(Point labeling examples)
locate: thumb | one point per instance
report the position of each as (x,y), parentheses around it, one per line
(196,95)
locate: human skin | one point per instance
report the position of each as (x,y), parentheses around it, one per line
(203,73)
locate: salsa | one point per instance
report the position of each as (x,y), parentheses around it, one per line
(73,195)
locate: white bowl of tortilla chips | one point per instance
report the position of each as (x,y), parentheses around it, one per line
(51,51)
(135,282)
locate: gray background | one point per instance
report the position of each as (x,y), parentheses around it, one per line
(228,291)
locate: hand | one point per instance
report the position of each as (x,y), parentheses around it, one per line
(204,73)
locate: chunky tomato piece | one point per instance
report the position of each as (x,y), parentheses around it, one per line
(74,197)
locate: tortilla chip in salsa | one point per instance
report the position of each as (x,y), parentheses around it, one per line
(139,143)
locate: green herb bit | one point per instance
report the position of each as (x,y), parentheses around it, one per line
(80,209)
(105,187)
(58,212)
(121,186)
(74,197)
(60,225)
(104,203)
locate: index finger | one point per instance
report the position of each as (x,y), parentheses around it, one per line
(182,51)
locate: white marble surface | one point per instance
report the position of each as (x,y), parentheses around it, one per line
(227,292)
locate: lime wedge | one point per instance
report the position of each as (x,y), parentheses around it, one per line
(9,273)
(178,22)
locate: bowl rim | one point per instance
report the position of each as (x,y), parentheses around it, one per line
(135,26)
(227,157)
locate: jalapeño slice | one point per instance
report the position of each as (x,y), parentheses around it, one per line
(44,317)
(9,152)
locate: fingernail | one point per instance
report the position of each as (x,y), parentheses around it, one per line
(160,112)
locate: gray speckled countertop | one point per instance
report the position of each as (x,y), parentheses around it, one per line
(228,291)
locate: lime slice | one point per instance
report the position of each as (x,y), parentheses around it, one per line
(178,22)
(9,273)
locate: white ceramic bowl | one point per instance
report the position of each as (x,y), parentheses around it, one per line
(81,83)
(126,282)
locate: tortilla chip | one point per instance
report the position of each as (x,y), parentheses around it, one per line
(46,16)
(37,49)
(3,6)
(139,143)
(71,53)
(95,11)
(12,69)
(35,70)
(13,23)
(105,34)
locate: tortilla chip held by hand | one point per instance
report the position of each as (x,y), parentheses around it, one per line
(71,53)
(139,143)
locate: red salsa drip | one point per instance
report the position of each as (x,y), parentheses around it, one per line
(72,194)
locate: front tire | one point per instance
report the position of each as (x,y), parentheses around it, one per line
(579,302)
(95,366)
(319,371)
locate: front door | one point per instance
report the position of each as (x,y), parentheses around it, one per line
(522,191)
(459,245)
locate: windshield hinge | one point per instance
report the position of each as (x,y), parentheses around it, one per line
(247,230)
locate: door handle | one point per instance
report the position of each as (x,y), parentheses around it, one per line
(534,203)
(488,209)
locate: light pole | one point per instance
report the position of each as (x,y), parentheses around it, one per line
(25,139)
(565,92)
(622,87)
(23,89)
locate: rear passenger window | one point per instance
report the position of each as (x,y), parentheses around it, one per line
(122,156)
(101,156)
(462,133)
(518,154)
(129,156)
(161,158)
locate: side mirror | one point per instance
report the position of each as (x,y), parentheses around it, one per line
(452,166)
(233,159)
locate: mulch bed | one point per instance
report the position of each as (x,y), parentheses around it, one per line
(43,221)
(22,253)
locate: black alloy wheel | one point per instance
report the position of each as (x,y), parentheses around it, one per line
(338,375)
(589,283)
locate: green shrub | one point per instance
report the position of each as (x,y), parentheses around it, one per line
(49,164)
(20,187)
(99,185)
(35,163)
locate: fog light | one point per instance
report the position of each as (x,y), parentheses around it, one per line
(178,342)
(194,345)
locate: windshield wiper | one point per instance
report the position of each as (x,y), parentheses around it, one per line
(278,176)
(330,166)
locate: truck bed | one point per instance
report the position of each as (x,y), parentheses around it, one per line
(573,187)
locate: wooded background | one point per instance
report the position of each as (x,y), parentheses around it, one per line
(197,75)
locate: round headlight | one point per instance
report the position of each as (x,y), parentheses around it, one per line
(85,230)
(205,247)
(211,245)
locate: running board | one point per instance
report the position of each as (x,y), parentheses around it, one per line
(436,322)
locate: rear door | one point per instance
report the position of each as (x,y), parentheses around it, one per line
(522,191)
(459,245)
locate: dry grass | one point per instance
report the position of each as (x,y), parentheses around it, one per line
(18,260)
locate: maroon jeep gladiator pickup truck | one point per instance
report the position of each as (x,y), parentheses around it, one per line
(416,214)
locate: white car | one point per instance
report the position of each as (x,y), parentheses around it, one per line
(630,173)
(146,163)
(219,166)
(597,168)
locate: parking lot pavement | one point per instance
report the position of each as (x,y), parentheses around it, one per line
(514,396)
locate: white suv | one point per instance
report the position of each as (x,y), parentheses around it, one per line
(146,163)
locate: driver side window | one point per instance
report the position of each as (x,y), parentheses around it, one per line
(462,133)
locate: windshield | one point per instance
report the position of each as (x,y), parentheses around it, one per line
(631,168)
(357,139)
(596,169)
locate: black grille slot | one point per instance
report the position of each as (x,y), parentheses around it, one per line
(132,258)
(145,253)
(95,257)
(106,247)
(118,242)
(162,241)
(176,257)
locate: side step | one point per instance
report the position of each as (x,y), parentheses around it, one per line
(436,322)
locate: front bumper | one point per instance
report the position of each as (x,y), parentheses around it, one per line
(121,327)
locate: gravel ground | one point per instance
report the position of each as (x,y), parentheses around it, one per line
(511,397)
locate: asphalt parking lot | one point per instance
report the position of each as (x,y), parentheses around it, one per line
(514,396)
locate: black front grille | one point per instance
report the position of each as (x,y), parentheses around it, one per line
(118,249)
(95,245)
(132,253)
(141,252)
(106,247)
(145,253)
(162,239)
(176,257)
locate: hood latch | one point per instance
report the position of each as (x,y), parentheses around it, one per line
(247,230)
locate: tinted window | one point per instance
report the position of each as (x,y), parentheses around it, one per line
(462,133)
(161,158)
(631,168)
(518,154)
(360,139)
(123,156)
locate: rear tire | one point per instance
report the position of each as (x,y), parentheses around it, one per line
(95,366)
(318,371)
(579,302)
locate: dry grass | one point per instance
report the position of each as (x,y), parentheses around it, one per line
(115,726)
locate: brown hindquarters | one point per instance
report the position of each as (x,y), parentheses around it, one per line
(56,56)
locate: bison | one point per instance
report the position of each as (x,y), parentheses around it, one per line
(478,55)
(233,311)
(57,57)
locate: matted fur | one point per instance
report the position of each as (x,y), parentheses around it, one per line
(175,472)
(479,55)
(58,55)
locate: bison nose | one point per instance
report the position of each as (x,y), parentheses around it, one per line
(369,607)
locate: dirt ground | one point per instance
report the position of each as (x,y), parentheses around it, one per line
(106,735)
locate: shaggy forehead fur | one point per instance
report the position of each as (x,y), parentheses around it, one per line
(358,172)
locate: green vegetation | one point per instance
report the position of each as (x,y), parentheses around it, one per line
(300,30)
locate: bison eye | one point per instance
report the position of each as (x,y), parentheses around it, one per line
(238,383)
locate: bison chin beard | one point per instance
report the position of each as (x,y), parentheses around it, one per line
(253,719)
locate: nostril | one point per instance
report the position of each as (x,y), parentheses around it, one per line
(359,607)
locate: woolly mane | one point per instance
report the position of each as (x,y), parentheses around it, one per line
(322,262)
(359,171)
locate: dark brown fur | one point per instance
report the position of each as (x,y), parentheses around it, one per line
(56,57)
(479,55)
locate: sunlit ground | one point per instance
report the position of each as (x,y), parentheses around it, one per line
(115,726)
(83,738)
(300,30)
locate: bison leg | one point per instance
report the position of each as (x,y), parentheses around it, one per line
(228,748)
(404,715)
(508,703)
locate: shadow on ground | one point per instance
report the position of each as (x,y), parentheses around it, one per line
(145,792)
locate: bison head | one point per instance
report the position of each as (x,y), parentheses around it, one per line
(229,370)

■ The request ■
From the line holding "locate: dark brown" down to the final line above, quote every line exactly and only those lines.

■ Solution to this exercise ■
locate: dark brown fur | one point per instance
report the position of each as (x,y), parentheses around it, one per line
(56,57)
(479,55)
locate: sunlit ground | one point per instance
report the position of each as (x,y), parentheses around it, one per line
(115,726)
(83,738)
(300,30)
locate: bison leg | one point per instance
report the position of each as (x,y), parentheses around it, one per line
(228,748)
(404,715)
(508,703)
locate: shadow on ground | one point per instance
report the position of each as (x,y), parentheses around it, one per line
(145,792)
locate: bison head | one point per instance
report the position of each as (x,y), parentheses around it, one per line
(229,370)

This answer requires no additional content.